>>

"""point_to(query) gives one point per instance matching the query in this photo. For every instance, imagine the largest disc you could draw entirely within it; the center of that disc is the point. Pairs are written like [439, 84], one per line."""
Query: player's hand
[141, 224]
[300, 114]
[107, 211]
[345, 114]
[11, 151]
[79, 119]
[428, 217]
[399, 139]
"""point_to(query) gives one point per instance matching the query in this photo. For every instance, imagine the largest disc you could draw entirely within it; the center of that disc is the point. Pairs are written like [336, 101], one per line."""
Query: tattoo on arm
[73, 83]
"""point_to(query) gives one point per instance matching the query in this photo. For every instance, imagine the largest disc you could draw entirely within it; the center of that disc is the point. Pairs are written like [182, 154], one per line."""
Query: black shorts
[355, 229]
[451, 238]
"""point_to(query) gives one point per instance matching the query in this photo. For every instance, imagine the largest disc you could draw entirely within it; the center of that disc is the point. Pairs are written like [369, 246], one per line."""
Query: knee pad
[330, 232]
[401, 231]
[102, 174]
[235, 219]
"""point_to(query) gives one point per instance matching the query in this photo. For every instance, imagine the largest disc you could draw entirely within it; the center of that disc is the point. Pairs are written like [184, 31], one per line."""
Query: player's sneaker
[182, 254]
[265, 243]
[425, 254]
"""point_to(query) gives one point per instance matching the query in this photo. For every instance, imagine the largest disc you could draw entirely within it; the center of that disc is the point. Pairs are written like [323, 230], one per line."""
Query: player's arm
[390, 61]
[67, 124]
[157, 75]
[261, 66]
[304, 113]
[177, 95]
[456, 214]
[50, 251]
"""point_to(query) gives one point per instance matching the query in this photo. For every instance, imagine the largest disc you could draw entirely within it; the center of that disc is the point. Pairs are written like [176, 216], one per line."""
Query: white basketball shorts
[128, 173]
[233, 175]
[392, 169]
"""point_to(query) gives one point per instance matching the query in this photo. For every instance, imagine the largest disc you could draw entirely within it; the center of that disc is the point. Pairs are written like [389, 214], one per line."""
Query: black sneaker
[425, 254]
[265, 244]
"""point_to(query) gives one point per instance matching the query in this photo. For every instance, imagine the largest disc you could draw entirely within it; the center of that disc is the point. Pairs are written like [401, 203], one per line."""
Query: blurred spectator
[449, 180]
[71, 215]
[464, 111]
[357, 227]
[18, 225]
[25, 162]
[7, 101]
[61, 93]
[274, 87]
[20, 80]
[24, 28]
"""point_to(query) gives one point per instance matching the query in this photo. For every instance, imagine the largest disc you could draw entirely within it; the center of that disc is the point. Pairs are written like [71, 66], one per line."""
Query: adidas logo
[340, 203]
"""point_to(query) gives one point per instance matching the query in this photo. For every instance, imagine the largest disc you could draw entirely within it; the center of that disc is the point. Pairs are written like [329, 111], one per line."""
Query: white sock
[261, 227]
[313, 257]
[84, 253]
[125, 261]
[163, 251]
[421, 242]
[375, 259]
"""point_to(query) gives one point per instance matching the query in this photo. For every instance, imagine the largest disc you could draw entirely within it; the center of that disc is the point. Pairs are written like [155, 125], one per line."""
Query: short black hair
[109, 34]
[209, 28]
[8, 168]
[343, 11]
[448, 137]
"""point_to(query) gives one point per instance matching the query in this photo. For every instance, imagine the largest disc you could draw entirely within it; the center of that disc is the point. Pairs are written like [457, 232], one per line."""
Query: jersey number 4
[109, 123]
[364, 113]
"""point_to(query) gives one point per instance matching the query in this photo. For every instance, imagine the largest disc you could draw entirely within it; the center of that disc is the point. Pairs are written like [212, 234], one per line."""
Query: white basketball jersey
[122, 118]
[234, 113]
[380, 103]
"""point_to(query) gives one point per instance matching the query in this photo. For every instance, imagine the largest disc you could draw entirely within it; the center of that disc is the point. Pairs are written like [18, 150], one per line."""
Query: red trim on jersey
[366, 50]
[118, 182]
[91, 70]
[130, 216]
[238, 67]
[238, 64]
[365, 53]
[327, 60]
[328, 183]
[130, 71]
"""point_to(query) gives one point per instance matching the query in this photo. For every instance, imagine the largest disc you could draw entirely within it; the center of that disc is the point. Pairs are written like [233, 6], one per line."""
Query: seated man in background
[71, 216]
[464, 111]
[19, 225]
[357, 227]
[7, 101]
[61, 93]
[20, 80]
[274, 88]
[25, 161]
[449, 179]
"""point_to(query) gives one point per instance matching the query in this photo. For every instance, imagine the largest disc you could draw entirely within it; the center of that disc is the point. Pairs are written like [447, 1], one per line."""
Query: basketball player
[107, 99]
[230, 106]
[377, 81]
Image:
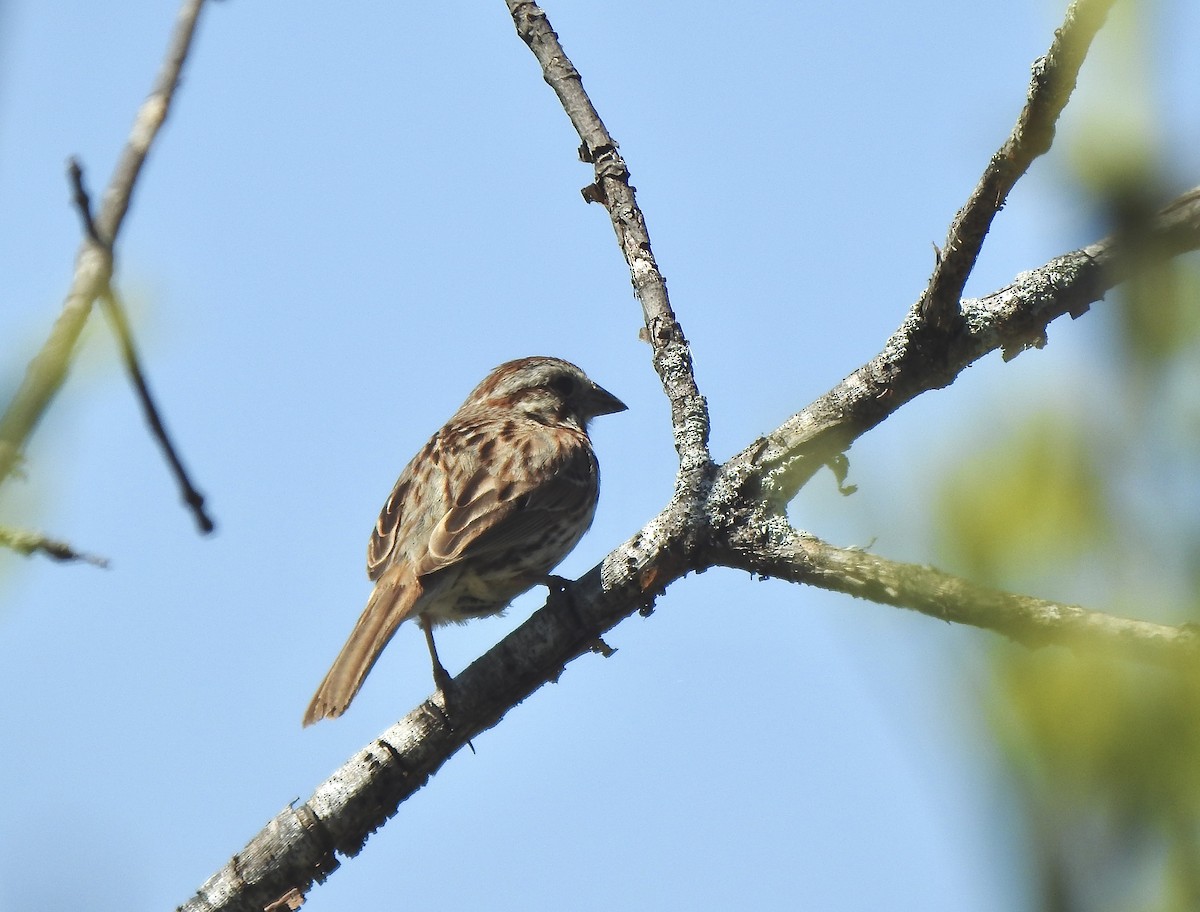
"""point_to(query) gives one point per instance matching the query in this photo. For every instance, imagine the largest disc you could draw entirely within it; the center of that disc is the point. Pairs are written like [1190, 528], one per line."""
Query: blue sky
[353, 215]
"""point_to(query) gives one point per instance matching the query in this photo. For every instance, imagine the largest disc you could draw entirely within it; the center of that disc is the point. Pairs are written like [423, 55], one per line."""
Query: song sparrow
[480, 515]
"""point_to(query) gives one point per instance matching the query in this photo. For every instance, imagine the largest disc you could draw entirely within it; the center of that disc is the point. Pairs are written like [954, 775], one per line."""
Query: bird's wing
[502, 510]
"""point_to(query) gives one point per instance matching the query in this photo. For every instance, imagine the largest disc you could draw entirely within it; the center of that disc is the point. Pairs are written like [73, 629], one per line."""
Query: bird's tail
[389, 605]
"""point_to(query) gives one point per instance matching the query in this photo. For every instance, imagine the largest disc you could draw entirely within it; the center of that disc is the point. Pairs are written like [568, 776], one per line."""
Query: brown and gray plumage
[480, 515]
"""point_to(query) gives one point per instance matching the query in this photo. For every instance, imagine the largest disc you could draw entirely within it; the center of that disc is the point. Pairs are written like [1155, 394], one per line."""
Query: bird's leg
[561, 592]
[441, 676]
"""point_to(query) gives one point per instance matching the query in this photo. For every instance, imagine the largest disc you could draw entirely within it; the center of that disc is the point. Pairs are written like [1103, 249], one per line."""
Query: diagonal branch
[94, 262]
[1054, 81]
[672, 357]
[120, 323]
[1009, 319]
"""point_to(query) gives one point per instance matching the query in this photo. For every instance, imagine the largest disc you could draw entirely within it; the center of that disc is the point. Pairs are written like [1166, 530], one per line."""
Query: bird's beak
[601, 402]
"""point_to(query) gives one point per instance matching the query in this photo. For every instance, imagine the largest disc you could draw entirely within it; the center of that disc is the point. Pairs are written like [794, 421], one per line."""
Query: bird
[481, 514]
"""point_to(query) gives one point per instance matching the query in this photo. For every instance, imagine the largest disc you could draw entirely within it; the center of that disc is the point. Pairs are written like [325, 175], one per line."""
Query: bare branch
[1054, 81]
[1031, 622]
[672, 357]
[299, 846]
[911, 363]
[94, 263]
[29, 543]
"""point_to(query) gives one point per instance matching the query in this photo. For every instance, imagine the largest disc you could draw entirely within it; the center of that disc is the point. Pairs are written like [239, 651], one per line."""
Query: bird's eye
[563, 384]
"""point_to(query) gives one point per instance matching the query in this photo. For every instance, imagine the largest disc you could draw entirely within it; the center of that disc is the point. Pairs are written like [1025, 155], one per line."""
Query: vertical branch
[672, 355]
[1050, 89]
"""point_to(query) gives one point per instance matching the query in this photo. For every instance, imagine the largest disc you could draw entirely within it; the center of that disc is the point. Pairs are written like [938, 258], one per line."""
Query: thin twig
[120, 323]
[29, 543]
[94, 264]
[1054, 81]
[117, 317]
[1031, 622]
[83, 203]
[1009, 319]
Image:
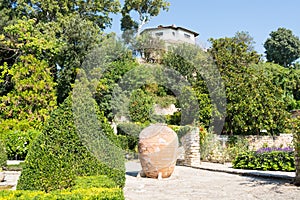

<<

### TASK REQUIREMENTS
Give every line of the entries above as a Markdown table with the columns Row and Line, numbering each row and leaving out blank lines. Leave the pictures out of the answer.

### EXERCISE OUTPUT
| Row | Line |
|---|---|
| 1 | """point_to(query) gives one point per instance matching the query in this photo. For every instance, imagine the largest disc you could draw entirely within it; the center of that disc is the point. Pairs are written like [439, 84], one per line.""" |
| 2 | Query: player's hand |
| 3 | [141, 224] |
| 4 | [300, 114] |
| 5 | [107, 211] |
| 6 | [345, 114] |
| 7 | [11, 151] |
| 8 | [79, 119] |
| 9 | [428, 217] |
| 10 | [399, 139] |
| 11 | """point_to(query) gives one point per instance matching the query in this photo. For every instance, imagine the largest disc you could draw entirely within it; the center of that disc is the point. Pairs are written like [336, 101], one per line.""" |
| 12 | Query: tattoo on arm |
| 13 | [73, 83] |
| 14 | """point_to(query) gives one point per instance matching the query in this photo. For every instance, imagine the largest disc you could draw entirely within it; the center of that disc is the point. Pairs are written like [182, 154], one per line.""" |
| 15 | Query: black shorts |
| 16 | [355, 229] |
| 17 | [451, 238] |
| 18 | """point_to(query) gives one point per instance matching the query in this photo. For every instance, imagine the largest disc you could draw entirely within it; the center of that disc is the point. Pairs are written like [369, 246], one per line.""" |
| 19 | Query: knee pad |
| 20 | [330, 232] |
| 21 | [401, 231] |
| 22 | [102, 174] |
| 23 | [235, 219] |
| 24 | """point_to(query) gives one point per instance matching the query in this photo. For every instance, imagine the largest disc you could draw entirely within it; the center of that disc is the point. Pairs are written like [184, 31], one per line.""" |
| 25 | Query: player's sneaker |
| 26 | [182, 254] |
| 27 | [265, 243] |
| 28 | [425, 254] |
| 29 | """point_to(query) gives one point per instance matching the query in this photo. For every instance, imagine the largest disc you could draw entirely within it; the center of that disc is the point. Pairs are written like [323, 230], one per line.""" |
| 30 | Query: player's arm |
| 31 | [390, 61] |
| 32 | [67, 124] |
| 33 | [157, 75] |
| 34 | [261, 66] |
| 35 | [304, 113] |
| 36 | [177, 95] |
| 37 | [456, 214] |
| 38 | [50, 251] |
| 39 | """point_to(query) gives one point per instance matching the query in this photo. For every instance, imagine the largest disc you could draw entirely within it; the center of that disc is the point. Pairs are written like [176, 216], one per line.""" |
| 40 | Query: white basketball shorts |
| 41 | [128, 173] |
| 42 | [233, 175] |
| 43 | [392, 169] |
| 44 | """point_to(query) gives one point per instance matching the query in this photo. For every instance, imagine the largest disc you could draw entirely within it; the center of that disc is the point. Pairs are written like [389, 214], one per line.""" |
| 45 | Query: black sneaker |
| 46 | [425, 254] |
| 47 | [265, 244] |
| 48 | """point_to(query) gives one point per instance matching the query in this photo. For every instance, imagine the largest disc you could draw entirely within it; the center of that disc is the point. Pairs are written like [401, 203], one per line.""" |
| 49 | Query: blurred spectator |
| 50 | [449, 180] |
| 51 | [71, 215] |
| 52 | [464, 111] |
| 53 | [357, 227] |
| 54 | [18, 225] |
| 55 | [25, 162] |
| 56 | [7, 101] |
| 57 | [61, 93] |
| 58 | [274, 87] |
| 59 | [20, 80] |
| 60 | [24, 28] |
| 61 | """point_to(query) gives one point per instance matching the query in this photo. For every instance, imagine the largest disc you could draw entirely within it; the center of that disc is the point. Pairs are written like [71, 66], one per line.""" |
| 62 | Query: adidas logo |
| 63 | [340, 203] |
| 64 | """point_to(query) gives one point per instance matching the query in this photo. For every instance, imagine the largest disc you could draw entirely within it; the center of that disc is the point. Pairs are written like [329, 111], one per line.""" |
| 65 | Query: white sock |
| 66 | [261, 227] |
| 67 | [313, 257] |
| 68 | [84, 253] |
| 69 | [125, 261] |
| 70 | [163, 251] |
| 71 | [421, 242] |
| 72 | [375, 259] |
| 73 | """point_to(query) gives one point per instance matching the query in this photo. For every instance, imagine the largest disc you could draw entirely within it; the center of that disc is the point. Pairs are written like [155, 125], one per line.""" |
| 74 | Query: short black hair |
| 75 | [109, 34] |
| 76 | [209, 28] |
| 77 | [8, 168] |
| 78 | [343, 11] |
| 79 | [448, 137] |
| 80 | """point_to(query) gives one point per instance matching the query in this photo. For every instance, imagine the largest disc you could draw entirely within it; the center of that disc is the point. Pairs are written like [457, 232], one per line.""" |
| 81 | Query: jersey number 4 |
| 82 | [109, 123] |
| 83 | [364, 113] |
| 84 | """point_to(query) gives one point per instance matching the query in this photo. For every instance, imagine the largest disc you could draw entirely within it; the center of that disc is the point. Pairs are written like [212, 234], one per line.""" |
| 85 | Query: white basketball jersey |
| 86 | [122, 118] |
| 87 | [234, 113] |
| 88 | [380, 103] |
| 89 | """point_to(query) gives one point per instance matching the query in this photo. For every instance, imagine the largest disc you could draw entirely within it; the center of that disc is the point. Pairs are written like [18, 150], one per line.""" |
| 90 | Query: red trim on jersey |
| 91 | [366, 50] |
| 92 | [118, 182] |
| 93 | [91, 70] |
| 94 | [130, 216] |
| 95 | [238, 67] |
| 96 | [238, 64] |
| 97 | [365, 53] |
| 98 | [327, 60] |
| 99 | [328, 183] |
| 100 | [130, 71] |
| 101 | """point_to(query) gives one point per instance matching the query in this photo. For every instance, imagine the largest disc you could draw entirely within it; the center of that disc is the point. Pairs are written like [233, 6], one per line.""" |
| 102 | Query: seated man in background |
| 103 | [71, 216] |
| 104 | [464, 111] |
| 105 | [19, 225] |
| 106 | [357, 227] |
| 107 | [7, 101] |
| 108 | [61, 93] |
| 109 | [20, 80] |
| 110 | [274, 88] |
| 111 | [25, 161] |
| 112 | [449, 179] |
| 113 | """point_to(query) gives one point per instance matching the query in this photo. For every instance, imagine the largest disc you could draw entirely within it; the center of that disc is the point. Pairs are written like [447, 1], one per line.""" |
| 114 | Query: basketball player |
| 115 | [107, 99] |
| 116 | [230, 106] |
| 117 | [377, 81] |
| 118 | Image: |
| 119 | """point_to(query) gives one point per instance matching the query in this photo. For every instance, imagine the largest disc you could draw entirely within it; the center of that disc is the point. Pairs are written like [1190, 528], one per line.""" |
| 120 | Query: blue sky |
| 121 | [353, 215] |
| 122 | """point_to(query) gives one point per instance matching the query in this photo. For every instance, imagine the largest disc you could draw entirely within it; the center of that disc is the point. Pairs are written like [423, 55], one per line.""" |
| 123 | Query: song sparrow |
| 124 | [480, 515] |
| 125 | """point_to(query) gives one point per instance matching the query in this photo. For every instance, imagine the largest disc you could draw entirely within it; the center of that disc is the point. Pairs are written like [954, 775], one per line.""" |
| 126 | Query: bird's wing |
| 127 | [502, 510] |
| 128 | """point_to(query) gives one point per instance matching the query in this photo. For every instance, imagine the largest disc you could draw entirely within it; the center of that disc is the point. Pairs are written like [73, 629], one per line.""" |
| 129 | Query: bird's tail |
| 130 | [389, 605] |
| 131 | """point_to(query) gives one point per instance matching the query in this photo. For every instance, imagine the largest disc you could draw entirely within it; the center of that disc is the point. Pairs are written like [568, 776], one per line.""" |
| 132 | Query: brown and gray plumage |
| 133 | [480, 515] |
| 134 | """point_to(query) gives one point per instance matching the query in this photo. For every instance, imagine the largest disc you could draw entirely within it; the center of that disc is the point. Pairs are written like [1155, 394], one per line.""" |
| 135 | Query: bird's leg |
| 136 | [561, 592] |
| 137 | [441, 676] |
| 138 | """point_to(query) gives one point per instance matching the query in this photo. For every instance, imagine the largest disc you could draw entirely within it; the center of that disc is the point. Pairs are written like [1103, 249], one per line.""" |
| 139 | Query: diagonal branch |
| 140 | [94, 262] |
| 141 | [1054, 81] |
| 142 | [672, 357] |
| 143 | [120, 323] |
| 144 | [1009, 319] |
| 145 | """point_to(query) gives one point per instance matching the query in this photo. For every instance, imagine the largest disc you could draw entirely within it; the center of that disc is the point. Pairs are written like [1166, 530], one per line.""" |
| 146 | Query: bird's beak |
| 147 | [601, 402] |
| 148 | """point_to(query) gives one point per instance matching the query in this photo. For every instance, imagine the largest disc you could draw entirely within it; the center of that disc is the point. Pairs are written like [794, 421], one per line.""" |
| 149 | Query: bird |
| 150 | [481, 514] |
| 151 | """point_to(query) gives one point per instance matching the query in this photo. For every instance, imagine the largest disc you could draw entirely within it; the center of that disc is the point. Pairs are written like [325, 175], one per line.""" |
| 152 | Query: bare branch |
| 153 | [1054, 81] |
| 154 | [1031, 622] |
| 155 | [672, 357] |
| 156 | [299, 846] |
| 157 | [911, 363] |
| 158 | [94, 263] |
| 159 | [29, 543] |
| 160 | """point_to(query) gives one point per instance matching the query in this photo. For every instance, imagine the largest disc you could draw entirely within it; the center of that disc is the point. Pairs are written like [239, 651], one per line.""" |
| 161 | Query: bird's eye |
| 162 | [563, 384] |
| 163 | """point_to(query) gives one point per instance matching the query in this photo. For every instance, imagine the largest disc you could draw entirely within it; the center of that disc is the point. Pairs are written like [1025, 155], one per line.""" |
| 164 | Query: vertical branch |
| 165 | [672, 355] |
| 166 | [1050, 89] |
| 167 | """point_to(query) gives one point per instance matching the query in this photo. For every instance, imagine the largest disc you could draw entirely within it; the center of that disc is the point. Pairs are written like [938, 258], one per line.""" |
| 168 | Query: thin twig |
| 169 | [120, 323] |
| 170 | [29, 543] |
| 171 | [94, 264] |
| 172 | [1054, 81] |
| 173 | [117, 317] |
| 174 | [1031, 622] |
| 175 | [83, 203] |
| 176 | [1009, 319] |
| 177 | Image: |